> Page:
+ + +

II. LES DISPOSITIONS DU PROJET DE LOI ORGANIQUE
A. LES RECRUTEMENTS EXCEPTIONNELS
1. Les dispositions du projet
Les articles premier à 5 du projet de loi organique
autorisent le recrutement exceptionnel de
100 magistrats en 1998
et,
anticipant sur les décisions budgétaires qui devraient être
prises pour l'année 1999, de
100 magistrats en 1999
.
Sont ainsi autorisés pour chacune des deux années, le recrutement
de
50 magistrats du second grade
ainsi que de
50 magistrats
qui
seront appelés à exercer directement les fonctions de
conseillers de cour d'appel
, à savoir 40 magistrats du second
grade et 10 magistrats du premier groupe du premier grade.
Le
recrutement direct au niveau de conseiller de cour d'appel,
et
notamment de conseillers du premier grade,
est une
innovation
du
projet par rapport aux recrutements antérieurs. Il tend à
répondre à la situation critique que connaissent certaines cours
particulièrement encombrées.

+ + +

> Entrées fournies:
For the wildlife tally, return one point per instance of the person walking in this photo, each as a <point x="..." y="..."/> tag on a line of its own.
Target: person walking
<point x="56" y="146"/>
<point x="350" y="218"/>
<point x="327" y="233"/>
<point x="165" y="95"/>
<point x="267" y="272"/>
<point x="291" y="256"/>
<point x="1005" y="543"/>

+ + +

> Consignes:
1. Répondez à ces questions sur le texte sur les recrutements exceptionnels de magistrats :
(a) Combien de magistrats le projet de loi organique autorise-t-il à recruter en 1998 ?
(b) Parmi les 50 magistrats appelés à exercer directement les fonctions de conseillers de cour d'appel, combien appartiennent au premier groupe du premier grade ?
(c) À quelle situation le recrutement direct au niveau de conseiller de cour d'appel tend-il à répondre ?
2. Rédigez la suite du texte sur les recrutements exceptionnels de magistrats, en partant de sa dernière phrase.
Les items n'ont aucun lien avec le texte sur les recrutements exceptionnels de magistrats.

> Réponses:
1.
(a) 100 magistrats.
(b) 10 magistrats.
(c) À la situation critique que connaissent certaines cours particulièrement encombrées.

2.
Il aurait certes pu être envisagé de faire
bénéficier les magistrats déjà en fonctions de ces
postes, et notamment de ceux ouverts au premier grade, à un moment
où l'avancement des magistrats est particulièrement difficile. Il
a cependant été jugé préférable de
répartir les recrutements sur l'ensemble de la pyramide des âges
pour éviter des recrutements trop importants à la base
jugés préjudiciables à une bonne gestion du corps. Ce
choix peut également être justifié par le fait que des
postes de conseillers de cour d'appel sont actuellement vacants, faute de
candidatures, et que l'intégration directe de conseillers du premier
grade semble de nature à attirer des candidats d'un certain âge
possédant une réelle expérience.
Les conditions de
diplôme
, d'
âge
et
d'activité professionnelle
antérieure
sont
similaires à celles posées pour les recrutements
précédents.
Cependant les conditions d'âge et de durée d'expérience
professionnelle ont été définies de manière
à correspondre aux différents niveaux hiérarchiques et
fonctionnels retenus. De plus aucune condition n'est fixée quant
à la nature de l'activité antérieure exercée qui,
lors des concours précédents, devait être de
nature juridique, administrative, économique ou sociale.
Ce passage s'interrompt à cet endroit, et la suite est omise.